◆ **Document extract**:
Cornell seniors win two of 11 Churchill Scholarships to Cambridge University

Soon there will be enough Cornell University alumni at Cambridge University's Churchill College to start a small Cornell Club. Two of the 11 American students selected this year for the prestigious Winston Churchill Scholarships are Cornell undergraduates: William K. Cornwell, a senior majoring in natural resources in the College of Agriculture and Life Sciences, and Michael A. Seidman, a senior biochemistry major in the College of Arts and Sciences.

The scholarships, funded by the Winston Churchill Foundation of the United States, provide for a year of graduate study in engineering, mathematics or the sciences for students with exceptional academic records and research proposals that can be carried out at Cambridge University.

◆ **To do**: Replace "engineering" with "computer science" in the part of the Churchill Scholarships article from "The scholarships, funded" up to and including "at Cambridge University.", and write out that part.

◆ **Stored data**:
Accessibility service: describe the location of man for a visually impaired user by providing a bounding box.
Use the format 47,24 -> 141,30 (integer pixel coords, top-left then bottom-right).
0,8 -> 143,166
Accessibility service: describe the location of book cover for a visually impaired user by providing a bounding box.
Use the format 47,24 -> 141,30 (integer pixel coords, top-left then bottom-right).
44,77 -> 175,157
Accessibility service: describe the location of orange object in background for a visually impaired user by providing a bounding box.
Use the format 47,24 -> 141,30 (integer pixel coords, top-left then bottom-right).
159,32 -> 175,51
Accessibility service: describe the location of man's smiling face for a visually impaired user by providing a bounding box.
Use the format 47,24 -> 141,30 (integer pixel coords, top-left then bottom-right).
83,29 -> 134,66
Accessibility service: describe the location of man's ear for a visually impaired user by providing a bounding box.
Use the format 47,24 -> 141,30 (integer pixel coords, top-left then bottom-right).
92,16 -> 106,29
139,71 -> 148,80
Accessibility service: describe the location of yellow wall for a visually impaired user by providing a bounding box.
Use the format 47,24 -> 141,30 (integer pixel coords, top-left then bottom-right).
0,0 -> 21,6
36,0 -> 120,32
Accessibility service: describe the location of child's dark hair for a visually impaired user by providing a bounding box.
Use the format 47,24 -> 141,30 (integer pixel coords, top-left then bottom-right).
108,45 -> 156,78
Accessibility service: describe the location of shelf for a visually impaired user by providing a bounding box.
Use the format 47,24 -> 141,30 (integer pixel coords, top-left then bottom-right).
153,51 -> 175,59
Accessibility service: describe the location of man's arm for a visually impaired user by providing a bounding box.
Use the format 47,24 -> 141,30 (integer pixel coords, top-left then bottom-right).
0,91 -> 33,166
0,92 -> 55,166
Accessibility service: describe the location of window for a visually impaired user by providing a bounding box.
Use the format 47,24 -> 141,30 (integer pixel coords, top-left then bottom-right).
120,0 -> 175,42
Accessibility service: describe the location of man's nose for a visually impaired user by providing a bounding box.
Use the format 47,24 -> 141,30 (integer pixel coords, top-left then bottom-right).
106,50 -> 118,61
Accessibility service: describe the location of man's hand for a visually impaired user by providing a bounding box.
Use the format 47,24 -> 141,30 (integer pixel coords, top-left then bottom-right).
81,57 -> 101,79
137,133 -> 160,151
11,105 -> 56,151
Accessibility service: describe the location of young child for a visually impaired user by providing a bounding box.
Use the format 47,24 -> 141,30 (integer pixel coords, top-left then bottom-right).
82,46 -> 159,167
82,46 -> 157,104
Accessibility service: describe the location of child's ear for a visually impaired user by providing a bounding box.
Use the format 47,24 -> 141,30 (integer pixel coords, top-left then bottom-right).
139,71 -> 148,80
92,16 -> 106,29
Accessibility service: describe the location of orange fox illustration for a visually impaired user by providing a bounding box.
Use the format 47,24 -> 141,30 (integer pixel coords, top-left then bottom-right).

◆ **Written reply**:
The scholarships, funded by the Winston Churchill Foundation of the United States, provide for a year of graduate study in computer science, mathematics or the sciences for students with exceptional academic records and research proposals that can be carried out at Cambridge University.